▸ TASK OBJECTIVE:
Output, with no changes, the span of lines that opens with the line containing "one marker per instance, written like [179,325]" and closes with the last line.

▸ PROVIDED RECORDS:

— Start —

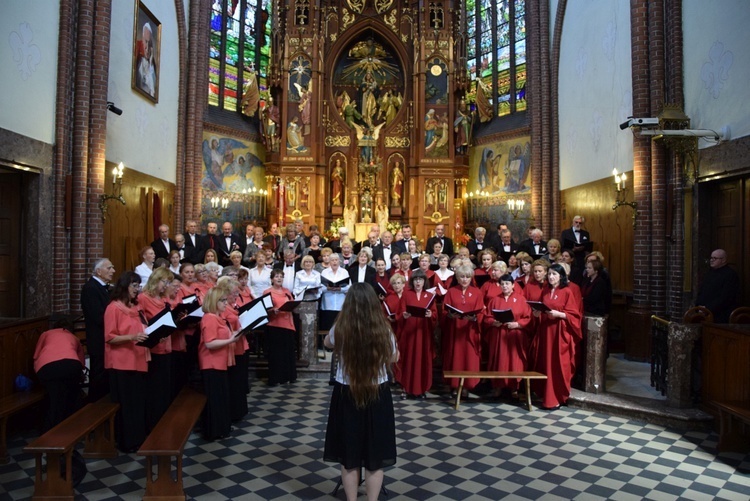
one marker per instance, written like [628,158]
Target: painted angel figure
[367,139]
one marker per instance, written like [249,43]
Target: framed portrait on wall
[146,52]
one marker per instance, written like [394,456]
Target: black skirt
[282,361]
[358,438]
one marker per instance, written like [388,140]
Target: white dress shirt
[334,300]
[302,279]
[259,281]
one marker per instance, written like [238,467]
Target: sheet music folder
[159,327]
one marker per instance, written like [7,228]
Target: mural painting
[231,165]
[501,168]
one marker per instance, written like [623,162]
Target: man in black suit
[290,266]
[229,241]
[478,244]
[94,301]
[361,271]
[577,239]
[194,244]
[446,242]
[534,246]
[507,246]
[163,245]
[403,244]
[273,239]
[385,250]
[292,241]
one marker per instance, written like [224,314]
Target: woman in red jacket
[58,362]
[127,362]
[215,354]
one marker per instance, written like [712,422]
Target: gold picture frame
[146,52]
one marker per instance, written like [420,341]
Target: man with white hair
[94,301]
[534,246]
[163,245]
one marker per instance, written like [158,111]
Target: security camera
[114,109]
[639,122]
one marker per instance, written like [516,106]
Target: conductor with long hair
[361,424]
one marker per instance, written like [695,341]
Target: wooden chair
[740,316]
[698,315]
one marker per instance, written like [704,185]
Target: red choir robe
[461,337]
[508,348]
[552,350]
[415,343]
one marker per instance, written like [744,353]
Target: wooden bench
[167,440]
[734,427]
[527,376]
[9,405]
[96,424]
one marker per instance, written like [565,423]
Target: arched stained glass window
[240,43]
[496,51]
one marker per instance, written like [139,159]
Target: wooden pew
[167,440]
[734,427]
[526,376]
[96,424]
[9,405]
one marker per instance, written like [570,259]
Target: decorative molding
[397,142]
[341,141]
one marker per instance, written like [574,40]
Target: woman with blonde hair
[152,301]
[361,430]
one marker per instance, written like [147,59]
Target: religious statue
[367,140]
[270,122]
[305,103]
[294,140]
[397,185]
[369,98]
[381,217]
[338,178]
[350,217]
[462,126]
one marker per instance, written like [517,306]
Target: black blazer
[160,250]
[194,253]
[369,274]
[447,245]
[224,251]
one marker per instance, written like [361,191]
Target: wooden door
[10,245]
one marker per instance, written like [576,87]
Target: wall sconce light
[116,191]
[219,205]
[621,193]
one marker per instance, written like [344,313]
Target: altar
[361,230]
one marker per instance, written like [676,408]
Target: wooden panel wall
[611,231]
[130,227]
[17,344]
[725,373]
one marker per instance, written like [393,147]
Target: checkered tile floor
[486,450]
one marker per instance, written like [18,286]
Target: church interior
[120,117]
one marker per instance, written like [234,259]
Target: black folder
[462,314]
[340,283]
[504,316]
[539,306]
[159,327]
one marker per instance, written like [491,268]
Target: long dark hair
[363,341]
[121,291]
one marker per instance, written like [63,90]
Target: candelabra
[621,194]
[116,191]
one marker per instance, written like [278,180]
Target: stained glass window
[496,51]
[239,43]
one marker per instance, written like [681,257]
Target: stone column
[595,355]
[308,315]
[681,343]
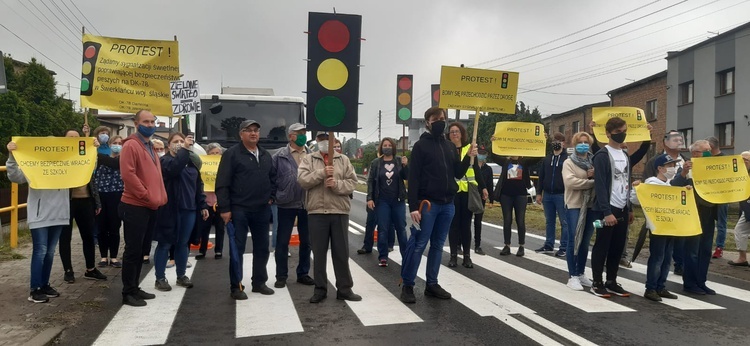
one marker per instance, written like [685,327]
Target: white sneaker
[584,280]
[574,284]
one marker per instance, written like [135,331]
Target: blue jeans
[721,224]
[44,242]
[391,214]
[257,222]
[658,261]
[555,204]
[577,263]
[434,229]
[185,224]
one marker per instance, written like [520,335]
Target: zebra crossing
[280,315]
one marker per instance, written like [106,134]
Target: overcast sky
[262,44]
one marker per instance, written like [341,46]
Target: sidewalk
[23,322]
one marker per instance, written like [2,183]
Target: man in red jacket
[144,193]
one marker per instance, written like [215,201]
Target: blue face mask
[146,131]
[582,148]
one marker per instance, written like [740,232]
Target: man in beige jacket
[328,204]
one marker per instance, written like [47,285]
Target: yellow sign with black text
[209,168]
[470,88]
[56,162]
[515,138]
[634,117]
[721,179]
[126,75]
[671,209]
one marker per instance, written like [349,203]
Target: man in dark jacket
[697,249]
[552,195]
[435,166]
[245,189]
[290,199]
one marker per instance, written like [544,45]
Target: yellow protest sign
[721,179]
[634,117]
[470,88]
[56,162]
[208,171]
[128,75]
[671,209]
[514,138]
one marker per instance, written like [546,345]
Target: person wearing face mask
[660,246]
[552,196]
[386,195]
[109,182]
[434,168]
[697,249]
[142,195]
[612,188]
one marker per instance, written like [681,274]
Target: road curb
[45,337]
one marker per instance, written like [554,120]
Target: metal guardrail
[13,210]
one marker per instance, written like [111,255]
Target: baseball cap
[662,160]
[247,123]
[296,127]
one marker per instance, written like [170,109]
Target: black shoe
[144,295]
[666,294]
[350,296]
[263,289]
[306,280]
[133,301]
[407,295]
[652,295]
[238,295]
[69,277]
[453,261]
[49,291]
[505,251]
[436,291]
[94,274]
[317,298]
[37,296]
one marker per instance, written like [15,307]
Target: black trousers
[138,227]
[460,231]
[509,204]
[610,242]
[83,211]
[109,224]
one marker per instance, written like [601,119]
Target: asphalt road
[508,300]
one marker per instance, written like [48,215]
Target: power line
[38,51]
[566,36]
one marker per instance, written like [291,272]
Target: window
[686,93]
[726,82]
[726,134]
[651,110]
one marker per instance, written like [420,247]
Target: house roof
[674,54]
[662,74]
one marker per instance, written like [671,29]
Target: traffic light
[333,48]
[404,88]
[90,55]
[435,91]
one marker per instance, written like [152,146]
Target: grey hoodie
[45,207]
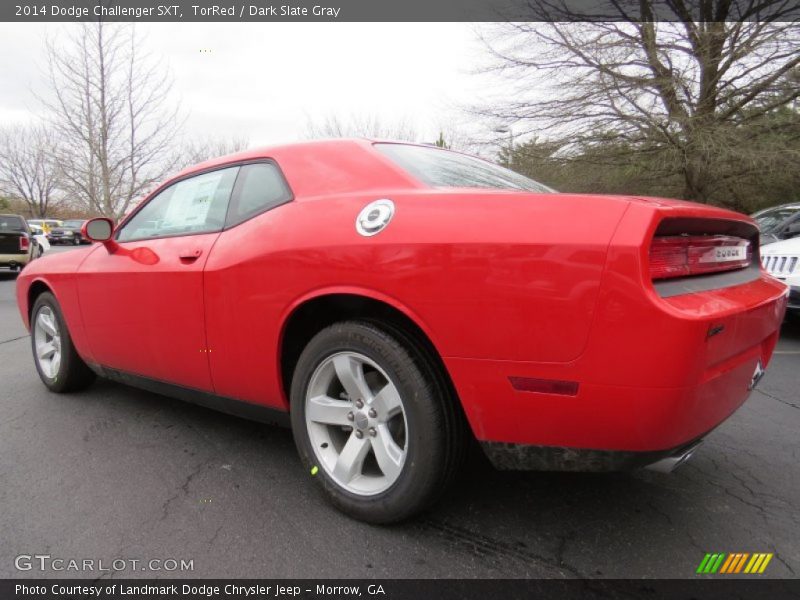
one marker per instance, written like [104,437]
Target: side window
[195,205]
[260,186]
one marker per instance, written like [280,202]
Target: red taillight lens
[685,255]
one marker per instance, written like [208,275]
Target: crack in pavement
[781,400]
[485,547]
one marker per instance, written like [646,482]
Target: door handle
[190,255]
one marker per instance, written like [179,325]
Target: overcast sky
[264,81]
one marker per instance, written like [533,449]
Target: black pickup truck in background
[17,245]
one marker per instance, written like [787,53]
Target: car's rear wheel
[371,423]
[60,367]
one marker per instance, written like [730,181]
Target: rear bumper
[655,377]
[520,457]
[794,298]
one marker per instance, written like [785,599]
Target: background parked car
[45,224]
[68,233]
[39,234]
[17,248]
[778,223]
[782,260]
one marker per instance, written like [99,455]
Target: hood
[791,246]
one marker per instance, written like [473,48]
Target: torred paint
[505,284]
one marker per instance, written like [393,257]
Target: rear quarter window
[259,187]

— End —

▸ TASK SOLUTION:
one marker per instance, written like [179,325]
Target: overcast sky
[264,81]
one marker per instance, written like [533,449]
Target: black pickup truck in background
[17,245]
one marker per instance, written like [787,53]
Target: car's rear wheel
[371,423]
[60,367]
one marker per instance, written like [730,181]
Target: rear bumper
[655,377]
[520,457]
[794,298]
one marker per instance, written like [785,599]
Target: background parked car
[45,224]
[68,233]
[39,234]
[17,248]
[778,223]
[782,260]
one marker per instance, written like [99,455]
Target: hood
[791,246]
one marker per instance, written like [473,48]
Target: torred paint
[505,284]
one marker per instance, written like [393,257]
Target: rear quarter window
[259,187]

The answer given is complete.